■ **Source excerpt**:
# I May Have an Opportunity to Sell



## Misschief (May 17, 2018)

I've been slowing working towards selling my soap locally. Just today, a client came in looking for business printing (I work in a print shop) and, through her, found out about a small crafter's market I wasn't aware of. She gave me the FB link to the market's page and I've made contact with the woman in charge. What I don't know is anything about taking payment. I mean, I'd prefer good hard cash but I know there are people who never carry cash. What payment options do you provide? How do you take payment at markets? Where do I even start? (If it makes any difference, I'm in Canada.)

Oh, just as an aside, I now have a name... Mission Meadows Soapery. I'm still waiting for my graphic designer (my son) to come up with a logo but he's in the middle of setting up his own business.


----------



## cmzaha (May 17, 2018)

I use Square but I am in the US and I don't if you have it available. I assume Pay Pal still has a system for swiping. Without taking CC cards I would lose a lot of sales. Sorry I cannot help you with your answer but I am sure one of the Canadians will be of help

Hope your new market goes well for you


----------



## CaraBou (May 18, 2018)

Square also works in Canada.  You'll need either wireless internet or a cell network/data connection. You can also swipe credit cards offline, but if that card rejects later (when you're connected again) you're out that payment.

It's super easy on the swipe side though I've never set up my own account.  I've always just swiped for other accounts, during some of my volunteer stints. So do look into fees.

All of that talk about swiping makes me glad chips are here now.  I imagine those read much quicker and hassle free.


----------



## shunt2011 (May 18, 2018)

I too use square. Its convenient and easy to use.  I have paypal but prefer square as I have the chip reader.


----------



## Dahila (May 18, 2018)

Cash only ,  in my market the ATM machine is so close to me,  There is a way to pay debit also in my neighbor booth,  But is mainly cash for me,


----------



## dixiedragon (May 18, 2018)

Check out square. you may want to get the extension cable so you dont' have to take your phone out if it's case. Square is actually free - you pay for it, but it gives you a credit equal in that amount when you set up your account. It does take a certain percent.


----------



## cmzaha (May 18, 2018)

Since Square is available for you I would certainly go that way, since I would rather pay the small fee versus loosing a sale. In my main market 80% of my sales are with a card, so I am not about to loose those sales


----------



## amd (May 18, 2018)

■ **Material**:

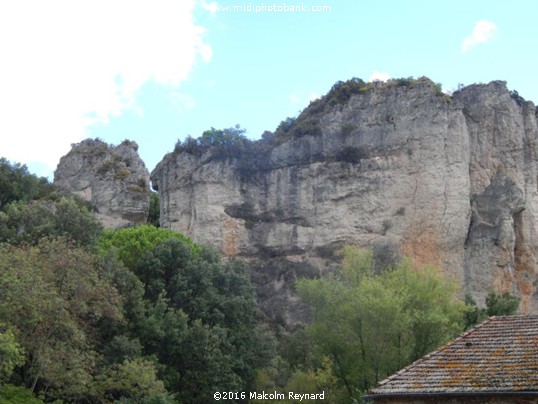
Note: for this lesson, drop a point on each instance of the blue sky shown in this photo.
(157, 71)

■ **What you will do**:
(1) In the thread on taking payment at markets, translate this sentence into French: "She gave me the FB link to the market's page and I've made contact with the woman in charge."
(2) Reproduce the thread on taking payment at markets word for word from "Check out square." to "cmzaha (May 18, 2018)".

■ **Results of the tasks**:
(1) Elle m'a donné le lien FB de la page du marché et j'ai pris contact avec la femme qui s'en occupe.

(2)
Check out square. you may want to get the extension cable so you dont' have to take your phone out if it's case. Square is actually free - you pay for it, but it gives you a credit equal in that amount when you set up your account. It does take a certain percent.


----------



## cmzaha (May 18, 2018)